TASK TO COMPLETE:
Copy each line of the records below that mentions the word "after".

Segment Start: WORKING DATA

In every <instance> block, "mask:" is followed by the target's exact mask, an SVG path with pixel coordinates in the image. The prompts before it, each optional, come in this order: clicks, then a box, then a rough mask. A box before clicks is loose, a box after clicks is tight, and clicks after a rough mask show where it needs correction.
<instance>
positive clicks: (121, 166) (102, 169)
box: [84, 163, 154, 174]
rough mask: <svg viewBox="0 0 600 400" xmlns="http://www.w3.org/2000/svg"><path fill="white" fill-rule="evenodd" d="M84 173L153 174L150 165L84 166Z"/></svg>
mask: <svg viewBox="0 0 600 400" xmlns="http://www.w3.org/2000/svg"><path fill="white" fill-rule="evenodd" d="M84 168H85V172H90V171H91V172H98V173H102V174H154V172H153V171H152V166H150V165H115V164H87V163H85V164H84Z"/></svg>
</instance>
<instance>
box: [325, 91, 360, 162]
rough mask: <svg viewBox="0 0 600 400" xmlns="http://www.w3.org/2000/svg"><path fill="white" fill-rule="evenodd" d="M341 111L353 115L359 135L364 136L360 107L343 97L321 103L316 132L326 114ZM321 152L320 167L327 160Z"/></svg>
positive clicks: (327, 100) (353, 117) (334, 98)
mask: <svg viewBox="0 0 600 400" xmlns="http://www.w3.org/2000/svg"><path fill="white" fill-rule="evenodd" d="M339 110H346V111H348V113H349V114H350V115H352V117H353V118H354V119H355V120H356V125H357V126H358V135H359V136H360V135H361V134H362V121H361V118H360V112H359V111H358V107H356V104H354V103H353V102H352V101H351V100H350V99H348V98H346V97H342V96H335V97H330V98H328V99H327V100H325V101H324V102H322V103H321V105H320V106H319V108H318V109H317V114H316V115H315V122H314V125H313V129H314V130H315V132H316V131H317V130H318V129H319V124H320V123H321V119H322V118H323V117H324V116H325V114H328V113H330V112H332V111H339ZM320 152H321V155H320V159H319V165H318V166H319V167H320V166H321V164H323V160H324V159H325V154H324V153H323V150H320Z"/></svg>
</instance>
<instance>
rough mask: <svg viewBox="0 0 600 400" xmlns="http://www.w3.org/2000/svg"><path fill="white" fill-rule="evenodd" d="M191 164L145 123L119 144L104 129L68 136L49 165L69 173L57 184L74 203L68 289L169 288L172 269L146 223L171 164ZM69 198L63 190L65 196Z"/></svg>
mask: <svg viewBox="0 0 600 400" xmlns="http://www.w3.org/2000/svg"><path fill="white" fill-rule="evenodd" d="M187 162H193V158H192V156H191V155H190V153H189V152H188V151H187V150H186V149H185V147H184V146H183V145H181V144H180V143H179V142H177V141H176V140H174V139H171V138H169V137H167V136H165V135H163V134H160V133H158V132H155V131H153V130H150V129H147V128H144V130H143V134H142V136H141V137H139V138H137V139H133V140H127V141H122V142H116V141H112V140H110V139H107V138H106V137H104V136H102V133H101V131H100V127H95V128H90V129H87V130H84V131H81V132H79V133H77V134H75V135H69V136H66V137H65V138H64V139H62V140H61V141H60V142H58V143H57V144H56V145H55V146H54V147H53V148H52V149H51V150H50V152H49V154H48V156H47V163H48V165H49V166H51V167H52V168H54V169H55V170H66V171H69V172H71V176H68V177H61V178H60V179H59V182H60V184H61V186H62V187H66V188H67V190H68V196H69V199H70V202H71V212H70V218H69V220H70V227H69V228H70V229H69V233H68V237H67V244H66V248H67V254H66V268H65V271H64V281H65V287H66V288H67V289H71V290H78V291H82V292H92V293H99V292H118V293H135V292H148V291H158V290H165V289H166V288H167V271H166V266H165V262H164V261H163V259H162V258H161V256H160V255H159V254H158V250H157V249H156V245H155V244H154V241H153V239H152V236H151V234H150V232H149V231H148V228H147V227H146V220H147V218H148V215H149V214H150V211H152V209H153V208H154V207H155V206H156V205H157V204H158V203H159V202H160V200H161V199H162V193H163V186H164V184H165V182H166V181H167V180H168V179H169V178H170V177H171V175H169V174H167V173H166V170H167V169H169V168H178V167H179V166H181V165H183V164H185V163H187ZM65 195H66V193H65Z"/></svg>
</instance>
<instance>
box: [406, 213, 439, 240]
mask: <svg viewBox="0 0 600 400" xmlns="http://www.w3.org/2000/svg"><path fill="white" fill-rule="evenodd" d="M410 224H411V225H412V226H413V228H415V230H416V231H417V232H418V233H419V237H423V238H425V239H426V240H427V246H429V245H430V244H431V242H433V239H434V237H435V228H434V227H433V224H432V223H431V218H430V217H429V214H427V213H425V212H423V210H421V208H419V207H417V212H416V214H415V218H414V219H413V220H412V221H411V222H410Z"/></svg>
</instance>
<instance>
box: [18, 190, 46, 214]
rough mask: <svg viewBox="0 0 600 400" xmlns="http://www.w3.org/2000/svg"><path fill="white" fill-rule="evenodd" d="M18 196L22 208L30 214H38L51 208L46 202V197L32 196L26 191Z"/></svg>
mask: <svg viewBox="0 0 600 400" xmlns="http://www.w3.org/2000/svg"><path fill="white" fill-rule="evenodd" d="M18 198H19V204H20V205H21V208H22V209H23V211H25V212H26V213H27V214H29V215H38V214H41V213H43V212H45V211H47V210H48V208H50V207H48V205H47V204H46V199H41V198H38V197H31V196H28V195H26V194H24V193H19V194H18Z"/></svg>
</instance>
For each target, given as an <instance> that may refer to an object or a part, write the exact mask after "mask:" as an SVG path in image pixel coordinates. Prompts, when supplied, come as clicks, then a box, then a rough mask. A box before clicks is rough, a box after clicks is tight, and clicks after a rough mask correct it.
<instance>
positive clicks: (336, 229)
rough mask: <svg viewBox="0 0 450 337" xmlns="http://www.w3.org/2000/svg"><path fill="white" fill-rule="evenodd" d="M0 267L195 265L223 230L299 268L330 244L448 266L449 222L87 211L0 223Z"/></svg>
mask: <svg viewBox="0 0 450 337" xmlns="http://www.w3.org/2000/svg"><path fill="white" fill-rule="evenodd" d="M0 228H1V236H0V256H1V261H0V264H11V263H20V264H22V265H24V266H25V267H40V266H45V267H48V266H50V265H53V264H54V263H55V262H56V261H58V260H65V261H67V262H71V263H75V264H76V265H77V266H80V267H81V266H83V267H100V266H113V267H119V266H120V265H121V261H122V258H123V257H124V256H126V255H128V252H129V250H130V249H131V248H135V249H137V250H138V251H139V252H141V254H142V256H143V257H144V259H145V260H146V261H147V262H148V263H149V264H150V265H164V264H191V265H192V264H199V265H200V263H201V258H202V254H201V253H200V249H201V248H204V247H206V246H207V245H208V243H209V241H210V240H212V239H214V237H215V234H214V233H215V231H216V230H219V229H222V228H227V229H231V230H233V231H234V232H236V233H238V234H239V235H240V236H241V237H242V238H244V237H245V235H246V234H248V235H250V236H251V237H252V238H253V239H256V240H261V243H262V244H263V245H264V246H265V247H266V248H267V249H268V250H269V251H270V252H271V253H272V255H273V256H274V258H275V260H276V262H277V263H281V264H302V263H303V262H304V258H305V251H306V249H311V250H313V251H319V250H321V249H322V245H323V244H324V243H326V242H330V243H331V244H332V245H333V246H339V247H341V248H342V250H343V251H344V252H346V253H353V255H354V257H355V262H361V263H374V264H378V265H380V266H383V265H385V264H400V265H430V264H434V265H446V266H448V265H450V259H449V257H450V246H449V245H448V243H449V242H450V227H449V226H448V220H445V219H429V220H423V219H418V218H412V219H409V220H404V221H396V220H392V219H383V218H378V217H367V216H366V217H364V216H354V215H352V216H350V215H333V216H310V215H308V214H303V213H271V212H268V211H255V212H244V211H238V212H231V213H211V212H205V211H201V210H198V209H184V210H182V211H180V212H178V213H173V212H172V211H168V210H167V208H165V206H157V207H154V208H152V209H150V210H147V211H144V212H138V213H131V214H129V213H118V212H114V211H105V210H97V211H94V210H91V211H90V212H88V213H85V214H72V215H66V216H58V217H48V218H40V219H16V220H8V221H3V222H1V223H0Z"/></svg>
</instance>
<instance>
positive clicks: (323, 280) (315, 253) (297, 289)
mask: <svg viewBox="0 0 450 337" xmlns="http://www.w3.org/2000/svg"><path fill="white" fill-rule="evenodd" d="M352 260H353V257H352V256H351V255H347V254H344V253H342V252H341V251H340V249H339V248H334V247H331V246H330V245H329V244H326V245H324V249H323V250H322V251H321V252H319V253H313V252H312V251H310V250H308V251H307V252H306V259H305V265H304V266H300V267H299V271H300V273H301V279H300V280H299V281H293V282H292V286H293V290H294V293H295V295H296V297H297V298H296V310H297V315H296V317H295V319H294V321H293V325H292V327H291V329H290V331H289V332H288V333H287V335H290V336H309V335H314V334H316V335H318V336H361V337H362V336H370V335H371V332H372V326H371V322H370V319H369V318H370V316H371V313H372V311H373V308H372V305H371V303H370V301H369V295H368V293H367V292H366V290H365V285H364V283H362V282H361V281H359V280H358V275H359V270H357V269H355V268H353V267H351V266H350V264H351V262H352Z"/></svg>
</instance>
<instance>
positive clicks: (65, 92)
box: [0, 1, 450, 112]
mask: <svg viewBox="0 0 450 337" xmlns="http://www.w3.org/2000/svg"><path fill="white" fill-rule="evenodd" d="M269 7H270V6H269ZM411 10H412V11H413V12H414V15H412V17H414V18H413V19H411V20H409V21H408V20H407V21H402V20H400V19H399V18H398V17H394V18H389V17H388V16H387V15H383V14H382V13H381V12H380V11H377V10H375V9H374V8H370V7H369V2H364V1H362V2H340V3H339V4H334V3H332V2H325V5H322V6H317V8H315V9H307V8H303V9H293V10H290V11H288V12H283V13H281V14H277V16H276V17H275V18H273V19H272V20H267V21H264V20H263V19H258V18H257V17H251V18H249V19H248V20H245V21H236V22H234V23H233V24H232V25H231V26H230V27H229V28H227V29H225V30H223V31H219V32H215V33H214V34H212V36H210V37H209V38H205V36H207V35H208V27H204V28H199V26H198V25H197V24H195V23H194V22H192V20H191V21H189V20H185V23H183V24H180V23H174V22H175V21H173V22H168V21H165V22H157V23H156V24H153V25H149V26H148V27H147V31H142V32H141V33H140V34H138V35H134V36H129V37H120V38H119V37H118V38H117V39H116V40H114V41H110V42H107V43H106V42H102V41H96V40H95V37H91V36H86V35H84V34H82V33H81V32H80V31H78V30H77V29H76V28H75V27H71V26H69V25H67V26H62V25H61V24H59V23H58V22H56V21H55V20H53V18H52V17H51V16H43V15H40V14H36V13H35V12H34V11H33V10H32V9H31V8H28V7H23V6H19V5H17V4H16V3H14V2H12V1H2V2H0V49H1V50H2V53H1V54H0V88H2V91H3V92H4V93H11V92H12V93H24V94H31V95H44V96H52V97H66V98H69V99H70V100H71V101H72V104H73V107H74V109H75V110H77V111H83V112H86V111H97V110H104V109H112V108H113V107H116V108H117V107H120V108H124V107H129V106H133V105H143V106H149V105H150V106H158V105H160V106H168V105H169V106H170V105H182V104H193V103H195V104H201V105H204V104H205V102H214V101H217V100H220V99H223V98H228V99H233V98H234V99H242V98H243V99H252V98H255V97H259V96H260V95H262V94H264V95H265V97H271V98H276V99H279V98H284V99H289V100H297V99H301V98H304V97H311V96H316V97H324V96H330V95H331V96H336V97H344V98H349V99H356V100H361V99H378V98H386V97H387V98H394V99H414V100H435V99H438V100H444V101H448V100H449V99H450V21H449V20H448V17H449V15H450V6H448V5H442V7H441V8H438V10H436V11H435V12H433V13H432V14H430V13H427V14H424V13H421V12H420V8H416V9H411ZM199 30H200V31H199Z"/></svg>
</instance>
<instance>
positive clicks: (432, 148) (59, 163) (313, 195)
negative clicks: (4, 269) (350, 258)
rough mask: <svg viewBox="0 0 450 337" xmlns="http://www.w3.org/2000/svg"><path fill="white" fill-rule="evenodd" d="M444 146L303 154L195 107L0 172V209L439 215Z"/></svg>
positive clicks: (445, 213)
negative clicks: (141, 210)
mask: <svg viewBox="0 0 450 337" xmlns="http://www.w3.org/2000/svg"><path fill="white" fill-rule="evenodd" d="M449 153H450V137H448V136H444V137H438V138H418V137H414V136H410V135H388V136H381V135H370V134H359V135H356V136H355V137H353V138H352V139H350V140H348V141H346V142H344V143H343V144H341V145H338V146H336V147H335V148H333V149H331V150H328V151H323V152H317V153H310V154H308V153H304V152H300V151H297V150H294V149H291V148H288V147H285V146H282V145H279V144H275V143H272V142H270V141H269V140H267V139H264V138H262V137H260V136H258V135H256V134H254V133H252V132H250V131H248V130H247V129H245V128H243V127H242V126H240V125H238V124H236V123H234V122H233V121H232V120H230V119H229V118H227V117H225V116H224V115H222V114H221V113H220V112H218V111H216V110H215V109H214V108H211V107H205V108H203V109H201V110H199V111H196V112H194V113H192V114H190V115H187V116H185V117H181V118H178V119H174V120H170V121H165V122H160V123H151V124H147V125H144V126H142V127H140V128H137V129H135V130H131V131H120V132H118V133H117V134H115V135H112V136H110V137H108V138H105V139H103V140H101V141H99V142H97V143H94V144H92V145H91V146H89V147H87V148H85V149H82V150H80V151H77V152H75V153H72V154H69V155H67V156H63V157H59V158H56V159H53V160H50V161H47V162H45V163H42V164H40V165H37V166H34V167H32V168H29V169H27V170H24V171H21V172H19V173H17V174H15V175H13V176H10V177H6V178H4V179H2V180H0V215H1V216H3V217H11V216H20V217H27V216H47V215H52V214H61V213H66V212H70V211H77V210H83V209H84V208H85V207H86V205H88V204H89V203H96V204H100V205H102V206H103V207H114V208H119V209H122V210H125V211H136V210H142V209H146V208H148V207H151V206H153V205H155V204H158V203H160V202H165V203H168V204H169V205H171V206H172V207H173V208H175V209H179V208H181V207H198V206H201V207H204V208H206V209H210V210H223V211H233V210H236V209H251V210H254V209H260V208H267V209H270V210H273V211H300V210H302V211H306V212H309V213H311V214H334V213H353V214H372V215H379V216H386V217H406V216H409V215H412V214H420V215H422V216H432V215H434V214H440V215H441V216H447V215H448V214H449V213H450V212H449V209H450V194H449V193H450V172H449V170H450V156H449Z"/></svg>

Segment End: WORKING DATA

EXERCISE ANSWER:
In every <instance> block, "mask:" is followed by the target's exact mask, an SVG path with pixel coordinates in the image. The prompts before it, each optional, come in this order: clicks, then a box, then a rough mask. A box before clicks is loose, a box after clicks is tight, and clicks after a rough mask show where it needs correction.
For each target, given as an <instance> that may refer to an object or a part, write the exact mask after "mask:" as an SVG path in image pixel coordinates. Prompts, when supplied, come as clicks, then a box, then a rough mask. A box before clicks is rough, a box after clicks is tight, and clicks after a rough mask correct it.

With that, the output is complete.